* **Job**: Copy out every line of the records below word for word, with nothing changed.

* **Input records**:
..........

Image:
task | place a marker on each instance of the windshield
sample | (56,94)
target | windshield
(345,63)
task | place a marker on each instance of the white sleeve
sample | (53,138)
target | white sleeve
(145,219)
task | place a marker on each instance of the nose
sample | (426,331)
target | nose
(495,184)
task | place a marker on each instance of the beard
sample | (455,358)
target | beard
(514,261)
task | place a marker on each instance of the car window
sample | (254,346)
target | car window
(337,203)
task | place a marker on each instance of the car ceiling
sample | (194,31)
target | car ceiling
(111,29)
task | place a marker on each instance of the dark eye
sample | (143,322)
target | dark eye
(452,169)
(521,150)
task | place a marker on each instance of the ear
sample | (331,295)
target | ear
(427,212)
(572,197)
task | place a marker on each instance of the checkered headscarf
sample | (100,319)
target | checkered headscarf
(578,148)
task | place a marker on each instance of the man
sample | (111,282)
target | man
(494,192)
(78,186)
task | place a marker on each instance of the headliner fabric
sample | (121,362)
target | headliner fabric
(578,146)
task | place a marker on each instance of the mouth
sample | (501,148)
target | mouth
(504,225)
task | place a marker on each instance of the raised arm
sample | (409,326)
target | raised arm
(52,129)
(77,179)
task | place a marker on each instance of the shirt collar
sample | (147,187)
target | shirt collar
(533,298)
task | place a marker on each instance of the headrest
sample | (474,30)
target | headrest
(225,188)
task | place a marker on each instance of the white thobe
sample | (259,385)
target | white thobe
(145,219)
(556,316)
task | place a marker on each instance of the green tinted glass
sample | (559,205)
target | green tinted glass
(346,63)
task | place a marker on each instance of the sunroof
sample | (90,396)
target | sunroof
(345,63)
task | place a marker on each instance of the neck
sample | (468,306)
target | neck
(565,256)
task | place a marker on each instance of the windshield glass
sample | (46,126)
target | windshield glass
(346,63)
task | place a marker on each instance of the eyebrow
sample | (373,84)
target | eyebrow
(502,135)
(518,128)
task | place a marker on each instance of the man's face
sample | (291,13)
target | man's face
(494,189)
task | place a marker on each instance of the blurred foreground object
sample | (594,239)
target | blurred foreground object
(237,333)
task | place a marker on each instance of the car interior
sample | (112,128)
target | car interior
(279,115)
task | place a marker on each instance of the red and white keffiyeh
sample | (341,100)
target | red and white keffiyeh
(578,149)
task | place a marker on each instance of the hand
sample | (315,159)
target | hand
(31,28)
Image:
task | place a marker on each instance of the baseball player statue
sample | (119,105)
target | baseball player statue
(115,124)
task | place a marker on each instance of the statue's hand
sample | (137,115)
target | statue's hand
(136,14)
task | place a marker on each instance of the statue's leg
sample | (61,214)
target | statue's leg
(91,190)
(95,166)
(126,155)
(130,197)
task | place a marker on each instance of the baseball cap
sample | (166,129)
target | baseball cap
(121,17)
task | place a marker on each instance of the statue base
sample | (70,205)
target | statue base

..........

* **Completed exercise**:
Image:
task | place a marker on each instance of the windshield
sample | (56,94)
target | windshield
(345,63)
task | place a marker on each instance of the white sleeve
sample | (53,138)
target | white sleeve
(145,219)
task | place a marker on each instance of the nose
sample | (426,331)
target | nose
(495,184)
task | place a marker on each instance of the beard
sample | (455,358)
target | beard
(514,261)
task | place a marker on each instance of the car window
sample | (254,346)
target | car window
(337,203)
task | place a marker on each instance of the car ceiling
sample | (194,31)
target | car ceiling
(111,29)
task | place a marker on each instance of the dark eye
sample | (143,322)
target | dark eye
(452,169)
(521,150)
task | place a marker on each instance of the ear
sample | (331,295)
target | ear
(427,212)
(572,197)
task | place a marker on each instance of the checkered headscarf
sample | (100,319)
target | checkered headscarf
(578,148)
task | place a marker on each instance of the man
sample | (111,282)
target | man
(494,192)
(78,186)
task | place a marker on each instance of the headliner fabric
sample | (121,362)
target | headliner fabric
(578,146)
task | place a marker on each instance of the mouth
sample | (501,148)
target | mouth
(504,225)
task | place a marker on each instance of the raised arm
sample | (409,326)
target | raised arm
(52,129)
(77,179)
task | place a marker on each instance of the shirt collar
sample | (147,187)
target | shirt collar
(533,298)
task | place a marker on each instance of the headrest
sample | (474,30)
target | headrest
(225,188)
task | place a marker on each instance of the white thobe
sample | (259,385)
target | white thobe
(145,219)
(556,316)
task | place a marker on each instance of the green tinted glass
sample | (559,205)
target | green tinted glass
(346,63)
task | place a marker on each instance of the sunroof
sample | (90,396)
target | sunroof
(345,63)
task | place a marker on each instance of the neck
sample | (468,306)
target | neck
(565,256)
task | place a marker on each instance of the windshield glass
sample | (46,126)
target | windshield glass
(346,63)
task | place a marker on each instance of the eyebrow
sample | (373,84)
target | eyebrow
(502,135)
(518,128)
task | place a marker on each instance of the man's face
sample | (291,13)
target | man's face
(494,189)
task | place a marker on each instance of the blurred foreground object
sample | (594,239)
target | blurred foreground object
(237,333)
task | place a marker on each instance of the car interior
sample | (112,128)
target | car interior
(279,115)
task | place a marker on each instance of the red and white keffiyeh
sample | (341,100)
target | red and white keffiyeh
(578,149)
task | place a marker on each instance of the hand
sample | (315,159)
target | hand
(31,28)
Image:
task | place a marker on each instance of the baseball player statue
sample | (119,105)
target | baseball player statue
(115,124)
task | place a marker on each instance of the statue's hand
sample | (137,115)
target | statue's hand
(136,14)
task | place a marker on each instance of the statue's leg
sample | (61,214)
target | statue's leg
(91,190)
(95,166)
(126,155)
(130,197)
task | place a marker on each instance of the baseball cap
sample | (166,129)
target | baseball cap
(121,17)
task | place a marker on each instance of the statue base
sample | (70,205)
target | statue base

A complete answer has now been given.